WHAT YOU ARE ASKED TO DO = Reproduce every line of the data below without changing anything.

Records of labeled points =
======
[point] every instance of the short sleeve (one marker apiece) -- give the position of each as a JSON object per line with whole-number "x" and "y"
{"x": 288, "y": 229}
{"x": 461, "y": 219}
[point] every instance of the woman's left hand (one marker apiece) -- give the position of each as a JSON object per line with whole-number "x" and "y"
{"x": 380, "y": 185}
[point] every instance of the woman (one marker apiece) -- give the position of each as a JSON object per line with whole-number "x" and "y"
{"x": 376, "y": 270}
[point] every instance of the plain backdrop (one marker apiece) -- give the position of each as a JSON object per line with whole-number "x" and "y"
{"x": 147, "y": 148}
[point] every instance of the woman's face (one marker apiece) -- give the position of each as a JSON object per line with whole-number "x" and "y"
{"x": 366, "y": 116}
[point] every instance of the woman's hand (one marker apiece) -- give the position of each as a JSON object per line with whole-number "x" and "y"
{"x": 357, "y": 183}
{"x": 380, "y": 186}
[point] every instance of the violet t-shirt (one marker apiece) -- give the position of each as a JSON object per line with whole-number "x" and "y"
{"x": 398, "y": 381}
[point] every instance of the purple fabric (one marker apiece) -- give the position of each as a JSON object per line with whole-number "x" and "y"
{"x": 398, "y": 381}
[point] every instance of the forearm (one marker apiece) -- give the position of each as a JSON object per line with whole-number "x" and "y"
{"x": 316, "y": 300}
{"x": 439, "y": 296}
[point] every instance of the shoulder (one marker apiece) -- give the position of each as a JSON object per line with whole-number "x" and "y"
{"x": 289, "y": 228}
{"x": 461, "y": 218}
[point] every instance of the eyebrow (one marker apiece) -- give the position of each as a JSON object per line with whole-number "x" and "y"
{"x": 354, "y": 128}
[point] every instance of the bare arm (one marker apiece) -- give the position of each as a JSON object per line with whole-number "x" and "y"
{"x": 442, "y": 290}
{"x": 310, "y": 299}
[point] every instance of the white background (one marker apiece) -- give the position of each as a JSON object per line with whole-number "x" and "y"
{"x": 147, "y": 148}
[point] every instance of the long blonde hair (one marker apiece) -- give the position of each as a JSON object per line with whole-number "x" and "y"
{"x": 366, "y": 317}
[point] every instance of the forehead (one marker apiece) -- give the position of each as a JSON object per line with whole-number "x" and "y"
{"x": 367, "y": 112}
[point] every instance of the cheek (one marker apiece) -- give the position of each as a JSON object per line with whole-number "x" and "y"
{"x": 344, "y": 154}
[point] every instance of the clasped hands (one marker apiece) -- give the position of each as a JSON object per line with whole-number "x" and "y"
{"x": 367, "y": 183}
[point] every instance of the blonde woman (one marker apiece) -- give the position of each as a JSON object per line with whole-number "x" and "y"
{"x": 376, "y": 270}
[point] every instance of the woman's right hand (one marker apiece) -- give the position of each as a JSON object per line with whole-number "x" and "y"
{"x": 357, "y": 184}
======
ANSWER IN FULL =
[point] every instance of the short sleeve (one marker apiece) -- give the position of each as a JSON object per line with whole-number "x" and "y"
{"x": 288, "y": 229}
{"x": 461, "y": 219}
[point] every instance of the woman's left hand (one marker apiece) -- give the position of each as a JSON object per line with whole-number "x" and "y"
{"x": 380, "y": 185}
[point] every instance of the woman (one marker apiece) -- give the position of each as a JSON object per line with whole-number "x" and "y"
{"x": 376, "y": 270}
[point] every instance of the plain backdrop (one marker apiece) -- give the position of each as a JSON object per line with whole-number "x" and "y"
{"x": 147, "y": 148}
[point] every instance of the woman's face (one marker apiece) -- give the position of each as a JSON object per line with whole-number "x" and "y"
{"x": 366, "y": 116}
[point] every instance of the woman's hand (one marker apiece) -- give the position of each as a JSON object per line with whole-number "x" and "y"
{"x": 357, "y": 183}
{"x": 380, "y": 186}
[point] every instance of the violet t-shirt (one marker apiece) -- give the position of each as a JSON object per line with whole-number "x" and "y"
{"x": 398, "y": 381}
[point] every instance of the purple fabric (one marker apiece) -- give the position of each as a JSON object per line with whole-number "x" and "y"
{"x": 398, "y": 381}
[point] every instance of the forearm (one marker apiece) -- give the position of each as a JSON object per line with whole-number "x" and "y"
{"x": 316, "y": 300}
{"x": 439, "y": 296}
[point] every instance of the shoulder (one marker apiece) -- give the position of each as a JSON object per line with whole-number "x" and "y"
{"x": 289, "y": 228}
{"x": 461, "y": 218}
[point] every instance of the eyebrow (one marker apiece) -- give the position of each as a JSON object per line with whole-number "x" and "y"
{"x": 354, "y": 128}
[point] every instance of the bare arm (one marker apiece) -- give the position of each as a JSON object per line with whole-number "x" and "y"
{"x": 442, "y": 290}
{"x": 310, "y": 299}
[point] every instance of the white background (one marker apiece) -- give the position of each as a JSON object per line with whole-number "x" and "y"
{"x": 147, "y": 148}
[point] every instance of the long blonde hair (one marker apiece) -- give the position of each as a JSON object per line with whole-number "x" and "y"
{"x": 366, "y": 317}
[point] every instance of the forehead (one marker apiece) -- give the position of each as a JSON object per line with whole-number "x" and "y"
{"x": 367, "y": 112}
[point] every instance of the cheek (one marker apiece) -- give the position of each as a JSON object per line with whole-number "x" and "y"
{"x": 344, "y": 154}
[point] every instance of the clasped hands (one marker apiece) -- give the position of each as a JSON object per line with whole-number "x" and "y"
{"x": 367, "y": 183}
[point] every instance of the blonde woman (one marker apiece) -- give the position of each as a JSON object per line with whole-number "x" and "y"
{"x": 376, "y": 270}
[point] every instance of the woman's right hand (one marker apiece) -- give the position of each as a JSON object per line with whole-number "x" and "y"
{"x": 357, "y": 184}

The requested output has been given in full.